=== Kutipan Teks ===

SUKABUMIUPDATE.com - Kecerdasan Buatan atau biasa disebut AI (Artificial Intelligence) menjadi teknologi yang belakangan banyak diperbincangkan. Namun sebenarnya teknologi tersebut telah dikembangkan sejak lama.
Tujuan diciptakannya teknologi AI salah satunya yaitu untuk lebih memudahkan kehidupan manusia dalam menyelesaikan pekerjaan. Salah seorang yang mengembangkan teknologi ini yaitu Geoffrey Hinton, bahkan pria ini dijuluki sebagai 'Godfathers of AI'.
Melansir dari Tempo.co, Geoffrey Hinton bersama dua orang lainnya diketahui telah memenangi 'Nobel Komputasi' untuk riset terobosannya tentang jaringan saraf. Ketiganya diganjar Turing Award 2018 karena telah meletakkan dasar dari teknologi AI yang kini sedang meledak.
Baca Juga: Waspada Penipuan! Teknologi AI Tiru Suara Keluarga Pakai Modus Telepon
Tapi Hinton mengatakan kalau sebagian dari dirinya kini merasakan penyesalan. "Sulit untuk melihat bagaimana Anda dapat mencegah para aktor jahat dari menggunakannya untuk hal-hal buruk," kata pria berusia 74 tahun itu dalam wawancara dengan The New York Times.
Hinton mengaku belum lama ini berpamitan dari Google demi bisa bicara lepas tentang risiko AI tersebut. "Saya berusaha menenangkan diri dengan alasan: Kalau bukan saya, orang lain tokh akan mengerjakannya," kata Hinton yang telah bekerja untuk Google selama lebih dari satu dekade belakangan.
Masih dalam wawancara yang sama, Hinton mengungkapkan memberitahu Google untuk pengunduran dirinya pada bulan lalu, dan pada Kamis pekan lalu bicara kepada CEO Sundar Pichai secara langsung. Apa yang disampaikan ataupun komunikasi yang terjadi di antara keduanya tak diungkapkan.
Baca Juga: Keren! Universitas Teknokrat Indonesia Hadirkan Dosen AI Pertama di Indonesia
Hinton, seorang akademisi sepanjang hidup, bergabung dengan Google setelah raksasa teknologi mesin pencari ini menguasai perusahaan yang dirintisnya bersama dua dari antara muridnya. Satu dari dua muridnya itu belakangan menjadi ketua tim ilmuwan di OpenAI.
Hinton dan para muridnya telah mengembangkan sebuah jaringan saraf yang mampu mengajari dirinya sendiri untuk mengenali objek-objek umum, seperti anjing, kucing, dan jenis-jenis bunga, setelah menganalisa ribuan foto. Karya inilah yang akhirnya menuntun ke kreasi ChatGPT oleh OpenAI ataupun Google Bard.
Menurut wawancara di NYT, Hinton sebenarnya cukup nyaman dengan bagaimana Google menghela perkembangan teknologi itu sampai pada titik saat Microsoft meluncurkan Bing yang diinfus oleh OpenAI. Itu, kata Hinton, menantang bisnis inti Google dan menjadikan sebuah respons 'code red' di internal perusahaan.

=== Bahan yang Disediakan ===

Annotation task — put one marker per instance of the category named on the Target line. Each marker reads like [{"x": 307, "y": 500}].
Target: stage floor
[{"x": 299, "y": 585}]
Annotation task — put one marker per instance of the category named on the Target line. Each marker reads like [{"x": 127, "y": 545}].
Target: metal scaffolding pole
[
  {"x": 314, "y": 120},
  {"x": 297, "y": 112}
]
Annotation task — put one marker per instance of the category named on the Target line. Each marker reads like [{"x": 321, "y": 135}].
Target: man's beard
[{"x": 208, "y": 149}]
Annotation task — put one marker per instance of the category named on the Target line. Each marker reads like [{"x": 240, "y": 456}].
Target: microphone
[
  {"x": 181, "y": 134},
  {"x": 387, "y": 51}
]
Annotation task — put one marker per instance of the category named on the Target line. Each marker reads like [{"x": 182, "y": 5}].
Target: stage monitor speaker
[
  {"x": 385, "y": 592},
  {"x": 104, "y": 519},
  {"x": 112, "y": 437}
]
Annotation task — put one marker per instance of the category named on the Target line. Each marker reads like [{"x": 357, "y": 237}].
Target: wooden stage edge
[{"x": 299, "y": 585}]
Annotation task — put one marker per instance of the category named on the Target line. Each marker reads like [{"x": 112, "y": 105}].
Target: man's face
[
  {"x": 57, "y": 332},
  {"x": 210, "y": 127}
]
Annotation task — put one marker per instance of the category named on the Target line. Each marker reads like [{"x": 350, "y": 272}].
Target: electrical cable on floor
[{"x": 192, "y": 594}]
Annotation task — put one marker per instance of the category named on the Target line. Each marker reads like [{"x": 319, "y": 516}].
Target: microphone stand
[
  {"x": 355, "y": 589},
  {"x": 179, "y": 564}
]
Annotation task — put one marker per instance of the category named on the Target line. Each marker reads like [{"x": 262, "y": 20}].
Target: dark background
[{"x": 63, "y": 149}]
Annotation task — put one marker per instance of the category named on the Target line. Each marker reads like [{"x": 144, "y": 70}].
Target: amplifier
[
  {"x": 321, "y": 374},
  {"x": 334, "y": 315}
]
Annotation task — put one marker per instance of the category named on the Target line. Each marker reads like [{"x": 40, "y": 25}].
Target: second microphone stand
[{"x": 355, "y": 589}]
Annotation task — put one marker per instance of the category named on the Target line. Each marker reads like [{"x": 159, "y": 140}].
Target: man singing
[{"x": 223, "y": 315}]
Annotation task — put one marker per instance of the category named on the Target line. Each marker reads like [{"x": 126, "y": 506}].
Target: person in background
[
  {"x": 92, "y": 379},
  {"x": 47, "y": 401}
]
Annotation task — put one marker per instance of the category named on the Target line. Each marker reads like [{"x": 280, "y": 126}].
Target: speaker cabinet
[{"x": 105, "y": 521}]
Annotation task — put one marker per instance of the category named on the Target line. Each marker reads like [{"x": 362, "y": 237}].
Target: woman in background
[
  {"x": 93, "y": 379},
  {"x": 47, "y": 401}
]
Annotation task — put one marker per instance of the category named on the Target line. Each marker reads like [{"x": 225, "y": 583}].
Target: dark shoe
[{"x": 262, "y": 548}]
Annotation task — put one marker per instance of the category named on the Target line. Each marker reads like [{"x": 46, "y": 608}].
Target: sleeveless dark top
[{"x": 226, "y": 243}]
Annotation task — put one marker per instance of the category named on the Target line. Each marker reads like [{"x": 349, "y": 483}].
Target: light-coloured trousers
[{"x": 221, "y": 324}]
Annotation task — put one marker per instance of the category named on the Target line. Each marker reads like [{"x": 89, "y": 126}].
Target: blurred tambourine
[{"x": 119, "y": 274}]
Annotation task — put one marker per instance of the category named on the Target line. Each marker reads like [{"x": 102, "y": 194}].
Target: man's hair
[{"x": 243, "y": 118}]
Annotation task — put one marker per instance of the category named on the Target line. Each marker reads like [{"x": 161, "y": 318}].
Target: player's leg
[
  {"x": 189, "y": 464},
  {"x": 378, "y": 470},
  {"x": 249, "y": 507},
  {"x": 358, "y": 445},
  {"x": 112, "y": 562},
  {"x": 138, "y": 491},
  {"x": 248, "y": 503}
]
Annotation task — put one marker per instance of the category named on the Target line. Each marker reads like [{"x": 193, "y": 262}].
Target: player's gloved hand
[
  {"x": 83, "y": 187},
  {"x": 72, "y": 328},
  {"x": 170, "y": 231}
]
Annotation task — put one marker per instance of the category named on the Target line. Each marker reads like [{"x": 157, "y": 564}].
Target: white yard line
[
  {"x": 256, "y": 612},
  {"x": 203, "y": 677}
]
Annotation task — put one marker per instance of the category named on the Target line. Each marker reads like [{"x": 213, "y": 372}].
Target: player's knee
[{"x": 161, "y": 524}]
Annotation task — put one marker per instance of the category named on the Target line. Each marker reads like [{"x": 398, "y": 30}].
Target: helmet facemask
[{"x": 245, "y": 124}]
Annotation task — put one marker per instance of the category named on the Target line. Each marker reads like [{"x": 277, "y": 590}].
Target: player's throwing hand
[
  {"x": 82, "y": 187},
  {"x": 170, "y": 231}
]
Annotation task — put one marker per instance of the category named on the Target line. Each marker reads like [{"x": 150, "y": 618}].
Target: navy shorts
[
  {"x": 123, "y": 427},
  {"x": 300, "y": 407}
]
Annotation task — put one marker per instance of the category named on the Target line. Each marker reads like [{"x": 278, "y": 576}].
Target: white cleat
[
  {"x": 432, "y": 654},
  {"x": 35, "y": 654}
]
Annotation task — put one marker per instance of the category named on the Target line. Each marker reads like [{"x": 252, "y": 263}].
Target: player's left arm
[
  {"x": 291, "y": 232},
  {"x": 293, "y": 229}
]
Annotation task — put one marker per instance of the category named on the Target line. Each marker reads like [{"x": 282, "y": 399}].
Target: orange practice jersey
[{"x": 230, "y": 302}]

===

■ **Selesaikan Tugas Berikut**:
1. Tulis ulang bagian kutipan teks antara "Baca Juga: Waspada" dan "New York Times.", termasuk kedua batas itu, dengan mengganti "aktor jahat" menjadi "pihak jahat".
2. Menurut kutipan teks, penghargaan apa yang diterima Hinton bersama dua orang lainnya?

■ **Jawaban Kegiatan**:
1.
Baca Juga: Waspada Penipuan! Teknologi AI Tiru Suara Keluarga Pakai Modus Telepon
Tapi Hinton mengatakan kalau sebagian dari dirinya kini merasakan penyesalan. "Sulit untuk melihat bagaimana Anda dapat mencegah para pihak jahat dari menggunakannya untuk hal-hal buruk," kata pria berusia 74 tahun itu dalam wawancara dengan The New York Times.

2. Turing Award 2018.